***** Document extract *****

A and B start from the same point. A cycles 10 km towards the south and then turns right and cycles 9 km. B cycles 2 km towards the north, then turns left and cycles 15 km and finally turns left again and cycles 12 km. Where is B with respect to A now?

Introduction / Context:
This question compares the final positions of two cyclists, A and B, who start from the same point but follow different routes. The goal is to find where B is located relative to A after all movements. It combines direction sense, relative position and basic coordinate reasoning, which are often tested in competitive examinations.

Given Data / Assumptions:
- A cycles 10 km towards the south. - A then turns right from facing south, which means towards the west, and cycles 9 km. - B cycles 2 km towards the north. - B then turns left from facing north, which means towards the west, and cycles 15 km. - B again turns left from facing west, which means towards the south, and cycles 12 km. - Both start from the same origin on a flat plane.

Concept / Approach:
We treat the starting point as (0, 0). Using the standard convention, north is positive y, south is negative y, east is positive x and west is negative x. We compute the final coordinates of A and B separately by updating x and y for each leg. After that, we subtract A's coordinates from B's coordinates to find B's relative position. The sign and magnitude of the difference tell us the direction and distance from A.

*****

# Problems to work on
1 – Answer these about the cycling direction puzzle:
(a) Which three things does the puzzle combine, according to its introduction?
(b) After its first left turn, which direction does B face, and how far does it cycle?
(c) In the approach, which point is treated as the start, and which direction is positive x?
2 – Carry the cycling direction puzzle forward from the last sentence of its approach section.

***** Given material *****

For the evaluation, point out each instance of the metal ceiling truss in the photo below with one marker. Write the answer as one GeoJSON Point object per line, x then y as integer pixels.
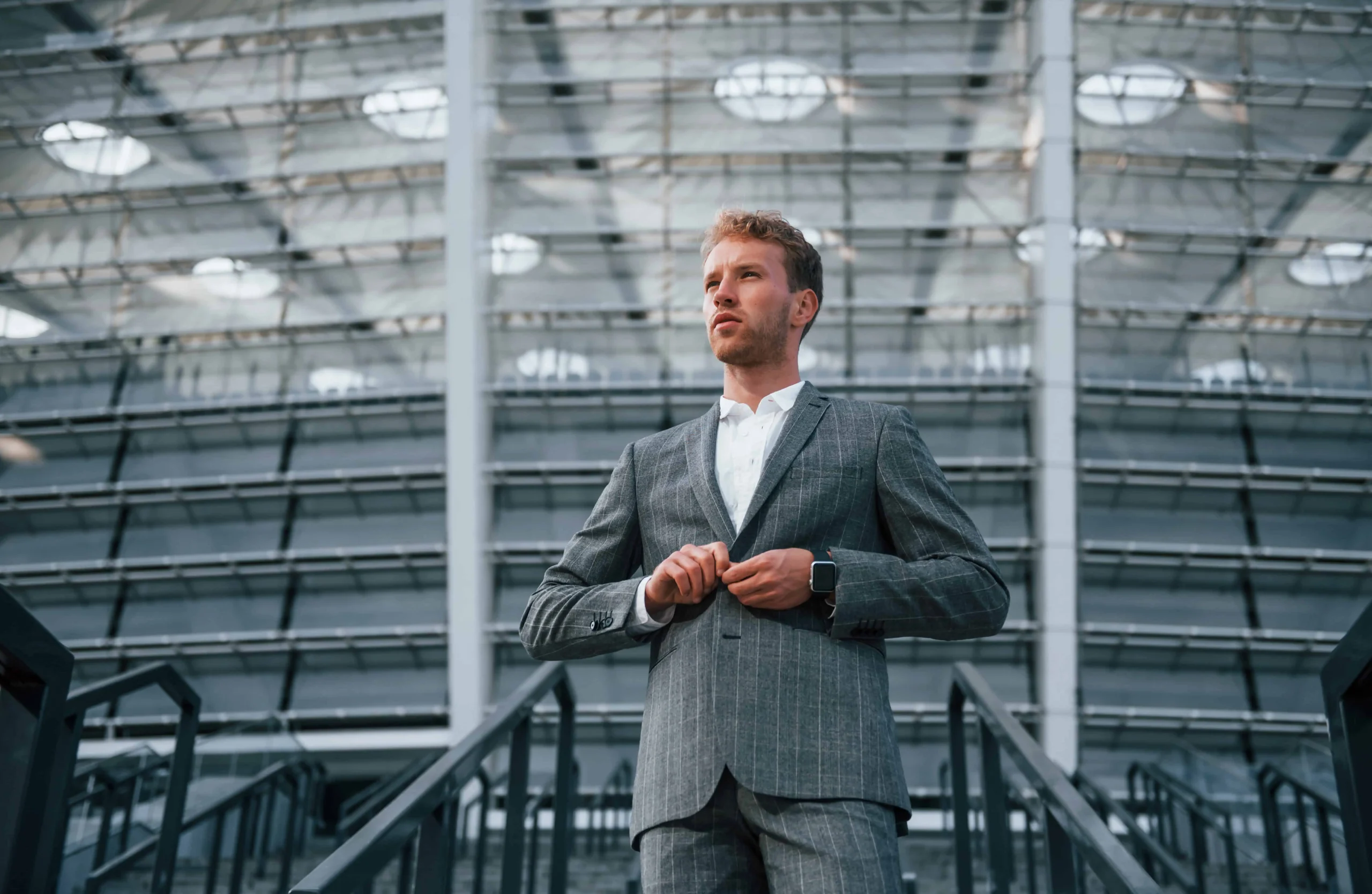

*****

# Expected answers
1 –
(a) Direction sense, relative position and basic coordinate reasoning.
(b) West, for 15 km.
(c) The starting point is (0, 0), and east is positive x.

2 –
Step-by-Step Solution:
1. A: start at (0, 0), move 10 km south to (0, -10). 2. A turns right from south to west and moves 9 km: A ends at (-9, -10). 3. B: start at (0, 0), move 2 km north to (0, 2). 4. B turns left from north to west and moves 15 km: B reaches (-15, 2). 5. B then turns left from west to south and moves 12 km: B ends at (-15, -10). 6. Final coordinates: A at (-9, -10) and B at (-15, -10). 7. The y coordinates are equal, but B's x coordinate is 6 units less, so B is 6 km further west than A.

Verification / Alternative check:
We can reason without full coordinates by focusing on relative motion. Both A and B ultimately reach the same south level of -10 km relative to the start because A goes 10 south and B goes 2 north then 12 south (net 10 south). Horizontally, A goes 9 km west from the original vertical line, while B goes 15 km west. The difference between 15 and 9 is 6, so B is 6 km further to the west than A. A simple sketch with parallel horizontal lines confirms this relationship.

Why Other Options Are Wrong:
- 6 km East of A reverses the actual direction; B is further west, not east. - 24 km West or East misinterpret the sums of legs and do not match the correct horizontal difference of 6 km. - Directly north of A would require different y coordinates, but both share the same y value.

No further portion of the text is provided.